Инструкции к выполнению. Извлеките из приведённых ниже фрагментов данных все строки, содержащие слово «rifle». Регистр букв учитывается.

Фрагменты данных.
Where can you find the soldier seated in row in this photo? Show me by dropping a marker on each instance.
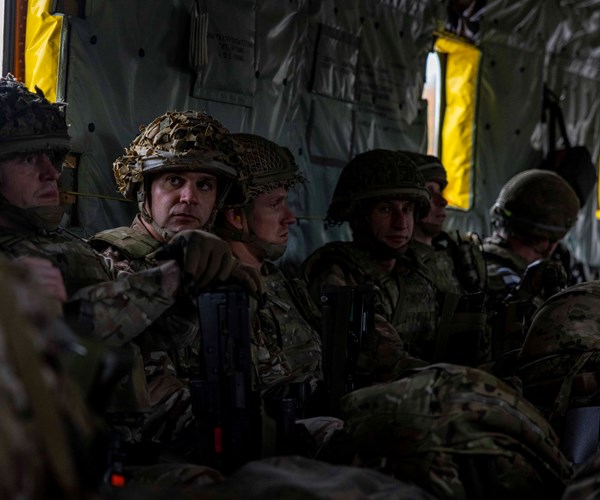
(457, 268)
(533, 212)
(180, 168)
(381, 194)
(33, 143)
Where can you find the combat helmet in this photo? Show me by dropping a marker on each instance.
(184, 141)
(430, 167)
(266, 166)
(377, 175)
(30, 123)
(538, 203)
(562, 343)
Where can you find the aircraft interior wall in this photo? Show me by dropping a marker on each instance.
(328, 79)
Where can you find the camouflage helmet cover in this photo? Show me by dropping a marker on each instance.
(430, 167)
(377, 175)
(266, 166)
(566, 326)
(537, 202)
(29, 122)
(187, 140)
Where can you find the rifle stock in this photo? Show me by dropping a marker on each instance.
(348, 317)
(225, 407)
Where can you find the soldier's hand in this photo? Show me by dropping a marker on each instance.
(205, 258)
(46, 275)
(542, 278)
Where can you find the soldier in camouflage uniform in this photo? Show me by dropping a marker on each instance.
(558, 362)
(286, 342)
(455, 262)
(33, 144)
(381, 194)
(534, 210)
(179, 168)
(47, 433)
(287, 346)
(457, 432)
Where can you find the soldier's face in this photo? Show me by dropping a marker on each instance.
(30, 180)
(182, 200)
(271, 217)
(392, 222)
(431, 225)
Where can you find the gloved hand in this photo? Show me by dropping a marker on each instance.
(206, 259)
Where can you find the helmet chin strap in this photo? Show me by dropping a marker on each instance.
(41, 218)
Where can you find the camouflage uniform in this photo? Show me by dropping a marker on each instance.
(171, 345)
(287, 345)
(287, 332)
(558, 361)
(535, 205)
(457, 432)
(405, 306)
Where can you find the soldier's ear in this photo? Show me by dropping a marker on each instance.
(234, 217)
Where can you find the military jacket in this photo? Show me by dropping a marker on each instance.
(46, 430)
(406, 307)
(115, 309)
(455, 263)
(169, 345)
(504, 268)
(283, 321)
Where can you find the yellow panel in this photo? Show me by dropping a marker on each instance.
(462, 66)
(42, 48)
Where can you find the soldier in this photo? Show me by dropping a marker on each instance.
(288, 348)
(33, 143)
(455, 259)
(47, 433)
(533, 212)
(381, 194)
(559, 359)
(180, 167)
(455, 262)
(458, 432)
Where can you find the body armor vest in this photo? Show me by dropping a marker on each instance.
(282, 318)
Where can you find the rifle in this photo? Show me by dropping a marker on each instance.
(226, 409)
(348, 320)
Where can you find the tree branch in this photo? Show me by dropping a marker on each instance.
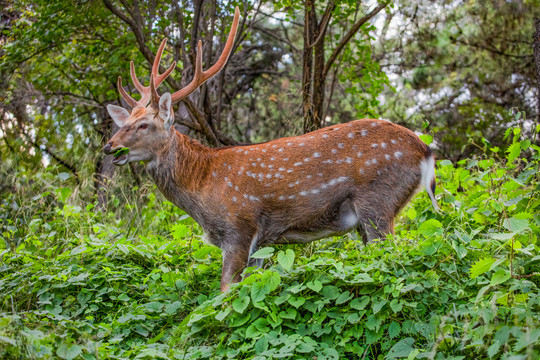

Ответ.
Where can you find the rifle stock in this photo? Show me by dropping a marker on each instance.
Where can you find the rifle in this photo? Show me by dropping a marker on each instance.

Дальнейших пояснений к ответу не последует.